Problem: Repeat the entries in full. Each line must match exactly.

Saved entries
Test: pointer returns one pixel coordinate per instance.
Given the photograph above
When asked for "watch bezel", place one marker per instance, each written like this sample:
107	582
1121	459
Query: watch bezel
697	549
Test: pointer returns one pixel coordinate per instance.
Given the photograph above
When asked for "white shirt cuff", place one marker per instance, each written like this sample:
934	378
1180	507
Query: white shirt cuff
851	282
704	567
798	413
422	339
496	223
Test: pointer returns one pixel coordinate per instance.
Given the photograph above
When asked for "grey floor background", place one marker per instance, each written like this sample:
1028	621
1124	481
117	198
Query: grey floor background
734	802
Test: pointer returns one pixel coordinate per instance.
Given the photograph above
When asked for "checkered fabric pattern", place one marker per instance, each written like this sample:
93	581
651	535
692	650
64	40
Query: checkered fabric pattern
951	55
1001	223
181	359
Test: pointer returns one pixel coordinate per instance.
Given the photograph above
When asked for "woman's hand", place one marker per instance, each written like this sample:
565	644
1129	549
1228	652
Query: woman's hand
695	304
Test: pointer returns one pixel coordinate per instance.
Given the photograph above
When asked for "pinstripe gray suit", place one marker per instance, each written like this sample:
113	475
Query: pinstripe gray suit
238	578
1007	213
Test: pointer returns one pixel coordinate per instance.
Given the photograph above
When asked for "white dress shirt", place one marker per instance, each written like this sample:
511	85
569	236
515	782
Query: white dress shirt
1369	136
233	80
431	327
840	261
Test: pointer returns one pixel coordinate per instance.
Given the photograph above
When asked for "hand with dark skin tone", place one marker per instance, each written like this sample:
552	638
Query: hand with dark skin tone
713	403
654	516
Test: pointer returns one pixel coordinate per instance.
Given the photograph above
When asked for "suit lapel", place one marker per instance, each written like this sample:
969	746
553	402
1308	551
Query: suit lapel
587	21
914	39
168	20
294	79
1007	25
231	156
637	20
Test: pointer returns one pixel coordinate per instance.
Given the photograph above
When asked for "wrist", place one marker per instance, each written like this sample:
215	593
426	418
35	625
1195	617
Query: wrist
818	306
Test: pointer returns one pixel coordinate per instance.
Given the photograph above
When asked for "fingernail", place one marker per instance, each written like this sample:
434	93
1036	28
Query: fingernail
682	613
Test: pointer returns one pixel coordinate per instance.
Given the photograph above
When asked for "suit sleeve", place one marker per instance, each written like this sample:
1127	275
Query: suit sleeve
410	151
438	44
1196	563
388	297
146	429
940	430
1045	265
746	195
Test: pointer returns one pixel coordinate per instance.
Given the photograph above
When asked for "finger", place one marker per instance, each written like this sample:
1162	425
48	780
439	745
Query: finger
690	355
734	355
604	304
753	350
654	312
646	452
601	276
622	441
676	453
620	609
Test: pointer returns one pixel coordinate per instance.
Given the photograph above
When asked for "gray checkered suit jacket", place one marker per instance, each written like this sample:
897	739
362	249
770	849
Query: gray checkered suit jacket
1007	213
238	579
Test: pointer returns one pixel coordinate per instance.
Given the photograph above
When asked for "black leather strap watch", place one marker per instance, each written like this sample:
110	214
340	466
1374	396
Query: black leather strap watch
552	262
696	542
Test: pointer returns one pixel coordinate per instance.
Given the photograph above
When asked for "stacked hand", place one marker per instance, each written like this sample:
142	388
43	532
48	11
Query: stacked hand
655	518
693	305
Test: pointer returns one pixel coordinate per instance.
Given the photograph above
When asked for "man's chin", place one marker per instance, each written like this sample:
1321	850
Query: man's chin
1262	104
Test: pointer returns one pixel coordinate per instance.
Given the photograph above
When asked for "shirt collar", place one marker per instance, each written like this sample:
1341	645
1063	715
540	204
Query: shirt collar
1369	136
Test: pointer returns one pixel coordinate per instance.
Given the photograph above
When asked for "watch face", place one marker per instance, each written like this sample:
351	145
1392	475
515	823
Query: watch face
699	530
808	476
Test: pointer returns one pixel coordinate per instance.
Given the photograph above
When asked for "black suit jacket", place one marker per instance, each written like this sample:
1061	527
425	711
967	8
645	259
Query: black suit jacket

Task output:
Test: pointer returns one pixel coordinate per instance.
Given the photograph above
When asked for "watch bezel", place one marker per instance, each written like this sample:
107	582
1121	459
Query: watch bezel
697	549
Test: pointer returns one pixel coordinate per instance.
Given the photograph above
When asked for "white shirt cuff", place one marker per instance, each written like this sample:
934	378
1180	507
Query: white shirt cuff
851	282
704	567
798	413
422	339
496	223
Test: pointer returns one pixel coordinate per instance.
Given the photograph above
When asked for "grey floor background", place one marker per instance, each written like this sample:
1028	621
1124	481
117	198
Query: grey floor background
734	802
Test: pointer returns one pixel coordinate per instance.
Given the photograph above
When asked for "checkered fabric pattern", place one marker per instance, each written like this sample:
93	581
651	535
692	650
64	40
Query: checkered fabric pattern
951	55
1001	223
181	359
Test: pointer returns one pixel coordinate per instance.
Given the photograph above
When asked for "woman's hand", place one marker per instance, each written like this sample:
565	644
1129	549
1228	652
Query: woman's hand
695	304
Test: pointer returns one pixel coordinate per instance.
Given the photograph above
When asked for "pinstripe gray suit", place one marker per instance, each written like this sample:
113	475
Query: pinstripe gray suit
238	578
1007	213
Test: pointer returns one pixel coordinate per instance.
Given the photograph above
When asked for "white dress shirt", place one marker per instance, each written like this sample:
511	85
569	236
515	782
Query: white dress shirt
1369	136
233	80
431	327
840	261
Test: pointer returns one pixel coordinate per instance.
Given the photograph above
When asked for "hand with dark skin tone", place one marker per instance, each written like this sample:
552	638
Query: hand with dark skin tone
713	403
654	516
Test: pointer returns one pixel coordinate per instance.
Given the photograph above
When asked for "suit lapel", place one marker per instance, each written like this sample:
969	746
553	402
1308	551
Query: suit lapel
587	21
914	39
168	20
294	79
1007	25
231	156
637	20
Test: pointer returns one pixel coordinate per instance.
Given the photograph above
When asked for "wrist", place one marker per instance, each written like this sample:
215	593
426	418
35	625
1195	617
Query: wrist
818	306
Test: pointer returns one pixel coordinate per instance.
Given the photograph above
When asked for "fingernail", place one marker per instance, each written like this sample:
434	93
1036	28
Query: fingernail
682	613
Test: pointer returns one pixel coordinate per instance.
Given the photograph above
When asked for "suit sleeve", place one marker per instance, each written like this sample:
1127	275
Query: suit sleeve
410	151
438	44
1196	563
388	297
146	429
940	430
1045	265
746	195
Test: pointer returns one pixel coordinate per instance.
Given the photograph above
When asked for "finger", place one marker per instance, each written like this sample:
1162	425
48	780
439	745
Query: finger
690	355
734	355
604	304
753	350
654	312
646	452
601	276
622	441
676	453
620	609
Test: pointer returns one pixel coordinate per instance.
Given the photograph above
When asked for "gray checkered suit jacket", place one marker per instance, each written like this sample:
897	739
362	249
770	849
Query: gray checkered suit jacket
1007	213
238	579
Test: pointer returns one pixel coordinate per instance.
Given the photograph above
When asked for "black leather strap watch", place one marker per instance, each written like this sample:
110	214
340	466
1374	396
Query: black leather strap watch
552	262
696	542
Test: pointer returns one pixel coordinate per instance.
Given the photograph above
When asked for "stacked hand", place one marker per instance, each written like this sample:
142	388
43	532
48	11
Query: stacked hand
655	518
693	305
Test: pointer returns one pixel coordinate per instance.
Given the photograph above
When asked for "man's chin", place one marker per instance, each written like this sample:
1321	850
Query: man's chin
1262	104
Test: pointer returns one pixel coordinate per instance.
Given the photograph above
When asked for "shirt collar", place one marker per instance, each written like this sample:
1341	645
1063	715
540	204
Query: shirt collar
1369	136
Test: pointer returns one pixel coordinate per instance.
Given the photograph above
When asked for "watch face", place one marker per instance, each written like this sample:
351	145
1392	475
515	823
Query: watch face
699	530
808	476
Test: pointer returns one pixel coordinate per instance.
Given the photograph above
When asked for "black suit jacket", place one marker per instance, each written like this sample:
1061	527
425	711
967	8
645	259
Query: black suit jacket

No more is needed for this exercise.